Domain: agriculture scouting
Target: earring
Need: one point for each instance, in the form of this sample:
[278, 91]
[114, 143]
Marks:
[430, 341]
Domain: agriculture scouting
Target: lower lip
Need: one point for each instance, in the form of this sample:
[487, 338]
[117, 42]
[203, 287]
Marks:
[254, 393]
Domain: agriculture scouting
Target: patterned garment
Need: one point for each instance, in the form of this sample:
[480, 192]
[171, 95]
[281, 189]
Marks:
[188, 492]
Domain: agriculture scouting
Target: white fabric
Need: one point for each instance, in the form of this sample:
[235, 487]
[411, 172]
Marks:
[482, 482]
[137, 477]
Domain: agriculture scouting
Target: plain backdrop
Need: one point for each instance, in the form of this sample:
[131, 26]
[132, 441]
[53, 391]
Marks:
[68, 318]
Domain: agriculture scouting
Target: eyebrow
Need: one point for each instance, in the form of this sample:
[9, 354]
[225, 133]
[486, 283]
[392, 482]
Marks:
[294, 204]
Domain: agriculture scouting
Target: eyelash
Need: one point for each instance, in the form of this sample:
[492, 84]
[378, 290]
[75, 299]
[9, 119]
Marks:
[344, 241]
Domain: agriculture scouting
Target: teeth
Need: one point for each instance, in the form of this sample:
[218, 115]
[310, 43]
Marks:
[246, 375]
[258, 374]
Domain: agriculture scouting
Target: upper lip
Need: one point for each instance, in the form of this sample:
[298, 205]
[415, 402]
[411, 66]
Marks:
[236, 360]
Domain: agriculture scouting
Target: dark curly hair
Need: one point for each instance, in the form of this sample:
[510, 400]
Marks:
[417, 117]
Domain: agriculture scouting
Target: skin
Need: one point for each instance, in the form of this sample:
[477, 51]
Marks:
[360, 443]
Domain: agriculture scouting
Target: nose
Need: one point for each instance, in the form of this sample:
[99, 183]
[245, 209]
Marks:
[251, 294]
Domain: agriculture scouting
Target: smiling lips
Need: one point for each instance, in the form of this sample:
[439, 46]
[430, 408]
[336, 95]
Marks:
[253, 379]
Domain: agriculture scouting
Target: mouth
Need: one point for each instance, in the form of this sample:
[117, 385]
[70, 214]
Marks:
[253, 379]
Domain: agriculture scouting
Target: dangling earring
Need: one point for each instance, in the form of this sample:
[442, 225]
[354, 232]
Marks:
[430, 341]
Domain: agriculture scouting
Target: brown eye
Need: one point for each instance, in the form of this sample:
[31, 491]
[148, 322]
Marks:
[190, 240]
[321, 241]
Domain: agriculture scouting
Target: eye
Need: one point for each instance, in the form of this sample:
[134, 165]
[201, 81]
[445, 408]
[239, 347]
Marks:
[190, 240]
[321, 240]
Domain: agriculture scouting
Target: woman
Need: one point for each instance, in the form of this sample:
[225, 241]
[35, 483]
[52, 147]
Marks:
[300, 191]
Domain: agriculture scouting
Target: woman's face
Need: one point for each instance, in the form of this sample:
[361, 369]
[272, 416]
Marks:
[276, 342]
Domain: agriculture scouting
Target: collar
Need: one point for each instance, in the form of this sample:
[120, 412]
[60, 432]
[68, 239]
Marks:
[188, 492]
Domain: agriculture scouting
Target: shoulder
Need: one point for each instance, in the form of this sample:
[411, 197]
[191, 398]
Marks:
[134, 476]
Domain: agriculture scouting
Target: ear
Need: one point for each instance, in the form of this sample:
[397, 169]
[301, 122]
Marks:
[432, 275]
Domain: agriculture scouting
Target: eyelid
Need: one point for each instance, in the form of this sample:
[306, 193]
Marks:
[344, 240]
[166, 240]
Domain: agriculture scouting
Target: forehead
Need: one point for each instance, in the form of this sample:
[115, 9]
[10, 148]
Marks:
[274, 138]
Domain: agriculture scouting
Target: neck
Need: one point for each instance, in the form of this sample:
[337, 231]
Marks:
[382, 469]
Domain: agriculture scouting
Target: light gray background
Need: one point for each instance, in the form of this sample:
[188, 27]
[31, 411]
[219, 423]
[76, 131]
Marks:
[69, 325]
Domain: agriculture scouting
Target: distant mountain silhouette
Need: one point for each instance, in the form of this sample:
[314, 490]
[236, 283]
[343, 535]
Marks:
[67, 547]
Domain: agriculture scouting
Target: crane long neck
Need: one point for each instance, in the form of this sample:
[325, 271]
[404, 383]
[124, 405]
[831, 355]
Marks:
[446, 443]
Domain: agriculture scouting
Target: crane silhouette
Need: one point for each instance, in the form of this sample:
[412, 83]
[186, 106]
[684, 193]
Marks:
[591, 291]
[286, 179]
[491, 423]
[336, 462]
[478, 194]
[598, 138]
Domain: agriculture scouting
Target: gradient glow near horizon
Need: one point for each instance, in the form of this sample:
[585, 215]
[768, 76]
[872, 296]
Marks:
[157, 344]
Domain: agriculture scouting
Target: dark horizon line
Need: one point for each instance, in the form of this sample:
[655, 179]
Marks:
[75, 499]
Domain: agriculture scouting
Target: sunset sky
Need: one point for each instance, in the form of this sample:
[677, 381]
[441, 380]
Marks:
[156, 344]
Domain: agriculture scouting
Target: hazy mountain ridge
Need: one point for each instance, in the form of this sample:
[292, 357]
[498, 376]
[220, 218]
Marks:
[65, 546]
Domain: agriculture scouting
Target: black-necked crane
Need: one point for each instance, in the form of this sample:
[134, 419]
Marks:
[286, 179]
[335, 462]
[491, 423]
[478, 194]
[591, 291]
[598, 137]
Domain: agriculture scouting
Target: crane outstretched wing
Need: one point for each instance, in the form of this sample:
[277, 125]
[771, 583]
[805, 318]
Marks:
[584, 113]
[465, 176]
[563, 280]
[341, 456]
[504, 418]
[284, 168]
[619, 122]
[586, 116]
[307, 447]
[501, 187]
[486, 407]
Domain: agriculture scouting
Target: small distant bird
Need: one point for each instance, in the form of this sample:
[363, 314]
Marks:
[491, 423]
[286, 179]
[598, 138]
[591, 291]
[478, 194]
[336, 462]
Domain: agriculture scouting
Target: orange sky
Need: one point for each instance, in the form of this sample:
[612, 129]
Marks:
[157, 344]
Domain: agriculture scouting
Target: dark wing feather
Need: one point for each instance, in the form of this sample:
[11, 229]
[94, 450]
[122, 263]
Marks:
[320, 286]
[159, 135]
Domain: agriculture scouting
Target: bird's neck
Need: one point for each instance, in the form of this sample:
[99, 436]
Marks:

**Prompt:** Repeat the listing above exactly, line for line.

**Finished exercise:**
Domain: agriculture scouting
Target: earring
Need: one point for each instance, in the form of this sample:
[278, 91]
[114, 143]
Marks:
[430, 341]
Domain: agriculture scouting
Target: lower lip
Need: one point for each instance, in the form of this sample:
[487, 338]
[117, 42]
[203, 287]
Marks:
[254, 393]
Domain: agriculture scouting
Target: patterned garment
Need: one point for each instance, in the form of this sample:
[480, 192]
[171, 95]
[281, 189]
Marks:
[188, 492]
Domain: agriculture scouting
Target: white fabric
Need: one point for each instance, in the form of this sample:
[235, 487]
[411, 172]
Marks:
[482, 482]
[137, 477]
Domain: agriculture scouting
Target: plain backdrop
Need: one point for each instance, in the form of this sample:
[131, 26]
[132, 441]
[53, 391]
Marks:
[68, 318]
Domain: agriculture scouting
Target: eyebrow
Need: one point for each instance, in the form of this sample:
[9, 354]
[225, 133]
[486, 283]
[392, 482]
Marks:
[294, 204]
Domain: agriculture scouting
Target: eyelash
Need: one point for each instance, in the form of this sample:
[492, 84]
[378, 290]
[75, 299]
[9, 119]
Marks:
[344, 241]
Domain: agriculture scouting
Target: teeth
Need: one point for each instance, in the form of this sample:
[218, 115]
[310, 43]
Marks:
[246, 375]
[258, 374]
Domain: agriculture scouting
Target: upper lip
Need: one point for each instance, in the form of this sample:
[298, 205]
[415, 402]
[411, 66]
Marks:
[236, 360]
Domain: agriculture scouting
Target: dark curly hair
Need: one point for each instance, in the form of this sample:
[510, 400]
Marks:
[417, 117]
Domain: agriculture scouting
Target: skin
Need: one point for each instance, in the form of this sample:
[477, 51]
Marks:
[360, 443]
Domain: agriculture scouting
Target: nose
Need: one point for each instance, in the form of this sample:
[99, 183]
[245, 209]
Marks:
[251, 294]
Domain: agriculture scouting
Target: smiling lips
Need: one point for each instance, in the form of this sample:
[439, 46]
[430, 408]
[336, 95]
Marks:
[253, 379]
Domain: agriculture scouting
Target: mouth
Need: one point for each instance, in the form of this sample:
[117, 385]
[70, 214]
Marks:
[253, 379]
Domain: agriculture scouting
Target: dangling earring
Need: one point for each instance, in the form of this sample:
[442, 225]
[354, 232]
Marks:
[430, 341]
Domain: agriculture scouting
Target: brown eye
Need: one point for each instance, in the form of this sample:
[31, 491]
[148, 322]
Marks:
[190, 240]
[321, 241]
Domain: agriculture scouting
Target: eye
Need: one point for each instance, in the form of this sample:
[134, 165]
[201, 81]
[445, 408]
[239, 347]
Marks:
[190, 240]
[321, 240]
Domain: agriculture scouting
Target: woman
Need: one point for each instance, in the form of this sample:
[225, 241]
[35, 483]
[52, 147]
Marks:
[300, 191]
Domain: agriculture scouting
Target: woman's face
Need: one point for each instance, in the form of this sample:
[361, 369]
[272, 416]
Marks:
[276, 342]
Domain: agriculture scouting
Target: collar
Need: one point for each instance, in the form of this sample:
[120, 412]
[60, 432]
[68, 239]
Marks:
[188, 492]
Domain: agriculture scouting
Target: shoulder
Need: one point for each instance, in the form of this sample:
[411, 197]
[191, 398]
Marks:
[134, 476]
Domain: agriculture scouting
Target: ear
Need: one point for each instance, in the form of this sample:
[397, 169]
[301, 122]
Marks:
[432, 275]
Domain: agriculture scouting
Target: eyelid
Need: one point for each instance, in the form of this sample:
[306, 193]
Marks:
[344, 240]
[166, 240]
Domain: agriculture scouting
Target: forehead
Need: one point for each instance, in the form of this sample:
[115, 9]
[10, 148]
Marks:
[274, 138]
Domain: agriculture scouting
Target: neck
Need: one point for each instance, in the form of this sample:
[337, 231]
Marks:
[382, 469]
Domain: agriculture scouting
Target: light gray background
Need: one point for each instance, in the form of this sample:
[188, 27]
[31, 411]
[219, 423]
[76, 131]
Marks:
[69, 325]
Domain: agriculture scouting
Target: distant mountain silhouette
Need: one point for each instance, in the form of this sample:
[314, 490]
[236, 283]
[343, 535]
Marks:
[67, 547]
Domain: agriculture scouting
Target: crane long neck
Need: one point for each instance, in the form of this sample:
[325, 271]
[404, 383]
[124, 405]
[831, 355]
Marks:
[446, 443]
Domain: agriculture scouting
Target: crane silhouette
Need: one point for each instance, in the form of this sample:
[412, 83]
[186, 106]
[684, 193]
Marks:
[591, 291]
[286, 179]
[491, 423]
[336, 462]
[478, 194]
[598, 138]
Domain: agriculture scouting
Target: gradient glow near horizon
Need: one point for each instance, in the form of this sample:
[585, 215]
[768, 76]
[872, 296]
Marks:
[157, 344]
Domain: agriculture scouting
Target: dark horizon line
Need: one point for each instance, in the form of this sample:
[655, 179]
Marks:
[75, 499]
Domain: agriculture scouting
Target: sunset sky
Need: one point for each instance, in the form of this sample:
[677, 381]
[441, 380]
Marks:
[156, 344]
Domain: agriculture scouting
Target: hazy mountain ridge
Need: one point for each instance, in the form of this sample:
[292, 357]
[498, 376]
[220, 218]
Marks:
[65, 546]
Domain: agriculture scouting
Target: black-necked crane
Need: one point for each instance, in the form of this sample:
[134, 419]
Marks:
[286, 179]
[335, 462]
[491, 423]
[478, 194]
[591, 291]
[598, 137]
Domain: agriculture scouting
Target: crane outstretched wing
Need: one point for each instance, in the form of this sample:
[277, 125]
[771, 583]
[805, 318]
Marks:
[584, 113]
[465, 176]
[563, 280]
[341, 456]
[504, 418]
[284, 168]
[619, 122]
[586, 116]
[307, 447]
[501, 187]
[486, 407]
Domain: agriculture scouting
Target: small distant bird
Need: one point for each instance, in the form of this sample:
[363, 314]
Marks:
[491, 423]
[286, 179]
[598, 138]
[591, 291]
[478, 194]
[336, 462]
Domain: agriculture scouting
Target: orange sky
Need: one point for each instance, in the form of this sample:
[612, 129]
Marks:
[157, 344]
Domain: agriculture scouting
Target: dark wing feather
Need: one point for each instance, in the form of this sample:
[11, 229]
[94, 450]
[122, 263]
Marks:
[320, 286]
[159, 135]
Domain: agriculture scouting
Target: bird's neck
Need: one point for each instance, in the form of this sample:
[99, 436]
Marks:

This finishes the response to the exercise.